● **Goal of the exercise**: Your response must be an exact transcription of the lines from the one containing "Target: glass light bulb" through the final line of the data.

● **Records to use**:
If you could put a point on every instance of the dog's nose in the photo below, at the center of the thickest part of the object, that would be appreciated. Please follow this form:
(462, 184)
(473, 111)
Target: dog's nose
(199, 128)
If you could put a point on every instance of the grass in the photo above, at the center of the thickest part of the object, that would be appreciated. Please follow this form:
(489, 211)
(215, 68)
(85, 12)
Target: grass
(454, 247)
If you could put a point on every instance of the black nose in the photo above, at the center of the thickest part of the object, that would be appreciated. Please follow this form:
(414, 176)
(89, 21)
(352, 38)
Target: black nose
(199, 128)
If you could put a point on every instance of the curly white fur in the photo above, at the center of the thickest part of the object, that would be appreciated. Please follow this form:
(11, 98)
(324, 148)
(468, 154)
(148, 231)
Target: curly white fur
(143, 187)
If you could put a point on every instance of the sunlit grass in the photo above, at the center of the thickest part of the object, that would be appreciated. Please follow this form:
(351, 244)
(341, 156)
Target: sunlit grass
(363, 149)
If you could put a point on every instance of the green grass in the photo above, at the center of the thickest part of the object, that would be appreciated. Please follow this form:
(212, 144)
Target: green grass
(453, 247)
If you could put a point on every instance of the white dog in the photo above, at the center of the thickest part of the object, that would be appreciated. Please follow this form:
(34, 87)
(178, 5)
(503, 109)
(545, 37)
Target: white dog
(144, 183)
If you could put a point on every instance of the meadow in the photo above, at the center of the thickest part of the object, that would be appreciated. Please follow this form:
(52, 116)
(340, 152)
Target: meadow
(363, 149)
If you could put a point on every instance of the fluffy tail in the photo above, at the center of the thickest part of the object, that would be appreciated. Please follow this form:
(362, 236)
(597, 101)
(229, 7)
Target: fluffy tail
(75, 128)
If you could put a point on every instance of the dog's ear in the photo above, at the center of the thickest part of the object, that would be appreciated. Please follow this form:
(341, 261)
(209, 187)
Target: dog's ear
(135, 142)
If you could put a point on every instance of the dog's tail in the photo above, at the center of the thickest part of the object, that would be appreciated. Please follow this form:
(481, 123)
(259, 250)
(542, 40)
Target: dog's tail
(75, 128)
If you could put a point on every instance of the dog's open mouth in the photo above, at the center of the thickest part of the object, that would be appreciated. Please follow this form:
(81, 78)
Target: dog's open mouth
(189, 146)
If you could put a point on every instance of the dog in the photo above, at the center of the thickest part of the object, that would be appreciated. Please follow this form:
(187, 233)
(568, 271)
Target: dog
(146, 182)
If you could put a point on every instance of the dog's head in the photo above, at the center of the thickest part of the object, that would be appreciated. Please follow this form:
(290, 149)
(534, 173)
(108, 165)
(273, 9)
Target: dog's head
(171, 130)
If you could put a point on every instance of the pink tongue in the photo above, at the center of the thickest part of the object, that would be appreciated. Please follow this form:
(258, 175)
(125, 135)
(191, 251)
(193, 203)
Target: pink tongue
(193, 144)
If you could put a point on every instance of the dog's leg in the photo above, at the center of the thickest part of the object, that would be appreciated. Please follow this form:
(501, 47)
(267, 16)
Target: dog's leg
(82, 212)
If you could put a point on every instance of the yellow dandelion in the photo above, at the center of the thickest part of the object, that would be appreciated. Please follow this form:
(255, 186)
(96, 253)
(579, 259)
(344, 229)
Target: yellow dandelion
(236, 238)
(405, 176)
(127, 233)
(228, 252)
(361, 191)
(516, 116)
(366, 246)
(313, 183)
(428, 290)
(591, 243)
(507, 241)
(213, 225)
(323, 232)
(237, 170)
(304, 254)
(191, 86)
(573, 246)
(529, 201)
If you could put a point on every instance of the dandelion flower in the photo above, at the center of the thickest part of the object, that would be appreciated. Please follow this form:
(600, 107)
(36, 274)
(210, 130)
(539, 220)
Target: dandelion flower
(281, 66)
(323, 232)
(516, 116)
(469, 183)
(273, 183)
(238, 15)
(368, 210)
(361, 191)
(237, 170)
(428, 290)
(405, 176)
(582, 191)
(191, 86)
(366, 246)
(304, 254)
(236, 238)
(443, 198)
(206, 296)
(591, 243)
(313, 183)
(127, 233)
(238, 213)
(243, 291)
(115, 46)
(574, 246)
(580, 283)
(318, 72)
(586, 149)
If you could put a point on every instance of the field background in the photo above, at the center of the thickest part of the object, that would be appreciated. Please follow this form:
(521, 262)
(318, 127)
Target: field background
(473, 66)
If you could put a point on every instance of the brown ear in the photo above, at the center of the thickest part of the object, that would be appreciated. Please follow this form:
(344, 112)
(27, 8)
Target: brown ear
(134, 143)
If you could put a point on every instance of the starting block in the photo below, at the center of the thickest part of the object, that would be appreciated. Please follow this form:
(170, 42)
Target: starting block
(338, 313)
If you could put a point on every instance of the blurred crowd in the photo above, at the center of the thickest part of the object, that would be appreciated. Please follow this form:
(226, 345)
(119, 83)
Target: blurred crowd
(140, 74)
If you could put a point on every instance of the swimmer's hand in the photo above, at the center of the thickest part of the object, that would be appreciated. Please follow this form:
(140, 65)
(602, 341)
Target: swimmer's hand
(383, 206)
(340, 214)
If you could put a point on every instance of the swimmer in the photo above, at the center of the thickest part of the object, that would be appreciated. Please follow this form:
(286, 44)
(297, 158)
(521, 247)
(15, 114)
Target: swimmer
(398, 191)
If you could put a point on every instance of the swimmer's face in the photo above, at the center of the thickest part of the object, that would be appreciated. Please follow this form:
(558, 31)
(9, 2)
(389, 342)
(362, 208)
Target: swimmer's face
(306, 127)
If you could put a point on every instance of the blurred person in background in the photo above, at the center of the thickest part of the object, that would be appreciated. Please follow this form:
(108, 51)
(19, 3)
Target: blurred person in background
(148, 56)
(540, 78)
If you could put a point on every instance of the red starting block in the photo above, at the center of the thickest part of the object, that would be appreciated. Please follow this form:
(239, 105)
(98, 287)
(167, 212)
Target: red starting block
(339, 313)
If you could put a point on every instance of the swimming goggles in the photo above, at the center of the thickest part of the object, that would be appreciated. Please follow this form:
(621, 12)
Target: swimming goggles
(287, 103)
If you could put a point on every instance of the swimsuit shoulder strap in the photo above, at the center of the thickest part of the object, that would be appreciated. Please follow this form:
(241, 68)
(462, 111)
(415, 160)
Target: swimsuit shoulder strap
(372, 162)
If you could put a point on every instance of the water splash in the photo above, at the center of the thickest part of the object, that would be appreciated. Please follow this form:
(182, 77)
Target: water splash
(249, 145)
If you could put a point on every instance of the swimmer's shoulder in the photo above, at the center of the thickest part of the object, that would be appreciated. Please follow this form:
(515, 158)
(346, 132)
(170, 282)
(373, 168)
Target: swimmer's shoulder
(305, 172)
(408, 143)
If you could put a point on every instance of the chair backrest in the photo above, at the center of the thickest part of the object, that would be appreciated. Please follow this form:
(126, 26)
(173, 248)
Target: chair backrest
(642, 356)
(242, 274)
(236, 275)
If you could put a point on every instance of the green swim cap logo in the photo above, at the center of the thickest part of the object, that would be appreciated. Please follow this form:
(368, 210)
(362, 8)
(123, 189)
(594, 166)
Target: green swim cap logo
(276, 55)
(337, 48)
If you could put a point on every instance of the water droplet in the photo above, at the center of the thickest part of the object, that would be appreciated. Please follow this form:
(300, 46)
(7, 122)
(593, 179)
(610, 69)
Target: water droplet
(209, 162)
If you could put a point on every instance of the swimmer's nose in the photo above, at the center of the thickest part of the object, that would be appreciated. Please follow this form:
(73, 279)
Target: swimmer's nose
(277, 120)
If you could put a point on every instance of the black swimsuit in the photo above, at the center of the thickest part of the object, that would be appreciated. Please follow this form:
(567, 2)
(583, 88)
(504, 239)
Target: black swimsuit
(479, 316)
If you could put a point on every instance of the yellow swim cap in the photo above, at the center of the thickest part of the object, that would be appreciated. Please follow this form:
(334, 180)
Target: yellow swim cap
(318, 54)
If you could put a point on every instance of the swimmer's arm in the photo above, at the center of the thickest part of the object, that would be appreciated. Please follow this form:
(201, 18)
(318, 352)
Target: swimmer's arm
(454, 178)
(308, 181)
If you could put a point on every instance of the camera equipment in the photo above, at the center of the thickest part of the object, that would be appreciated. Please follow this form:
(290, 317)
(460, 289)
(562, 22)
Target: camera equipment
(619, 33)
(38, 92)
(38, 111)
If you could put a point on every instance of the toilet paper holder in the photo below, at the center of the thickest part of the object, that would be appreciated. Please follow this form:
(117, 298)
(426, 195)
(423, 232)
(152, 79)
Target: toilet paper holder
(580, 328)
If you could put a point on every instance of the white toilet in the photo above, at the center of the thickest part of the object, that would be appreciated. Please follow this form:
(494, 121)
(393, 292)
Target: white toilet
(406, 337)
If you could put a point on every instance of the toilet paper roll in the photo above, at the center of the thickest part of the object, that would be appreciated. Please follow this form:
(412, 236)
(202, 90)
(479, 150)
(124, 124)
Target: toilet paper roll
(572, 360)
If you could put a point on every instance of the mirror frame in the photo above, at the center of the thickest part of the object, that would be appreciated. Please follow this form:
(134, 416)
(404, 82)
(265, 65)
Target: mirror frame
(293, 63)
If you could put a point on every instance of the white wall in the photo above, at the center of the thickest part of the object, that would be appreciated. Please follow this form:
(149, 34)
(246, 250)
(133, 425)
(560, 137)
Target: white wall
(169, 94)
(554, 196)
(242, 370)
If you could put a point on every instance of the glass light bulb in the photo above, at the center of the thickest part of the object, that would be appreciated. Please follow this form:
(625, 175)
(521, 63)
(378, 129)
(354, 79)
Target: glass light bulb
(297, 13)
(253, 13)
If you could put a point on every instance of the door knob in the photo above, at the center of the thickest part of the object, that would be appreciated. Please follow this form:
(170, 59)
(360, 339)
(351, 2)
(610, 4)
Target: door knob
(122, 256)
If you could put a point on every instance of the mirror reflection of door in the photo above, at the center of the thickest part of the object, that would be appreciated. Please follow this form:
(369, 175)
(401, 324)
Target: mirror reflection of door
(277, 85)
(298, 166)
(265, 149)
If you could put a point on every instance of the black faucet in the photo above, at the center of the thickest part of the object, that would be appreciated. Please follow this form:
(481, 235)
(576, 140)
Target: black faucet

● **Expected answer**:
Target: glass light bulb
(297, 13)
(253, 13)
If you could put a point on every instance of the door knob in the photo above, at the center of the thickest part of the object, that would be appreciated. Please follow this form:
(170, 59)
(360, 339)
(351, 2)
(610, 4)
Target: door knob
(122, 256)
If you could put a point on every instance of the mirror reflection of door in the photo above, at the center of the thickest part of the object, that would be appreciated. Please follow this form:
(369, 175)
(401, 324)
Target: mirror reflection of door
(277, 85)
(298, 166)
(265, 149)
If you could put a point on every instance of the black faucet in the photo above, at the center of the thickest part of the object, that would be appreciated. Please follow this form:
(481, 235)
(576, 140)
Target: black faucet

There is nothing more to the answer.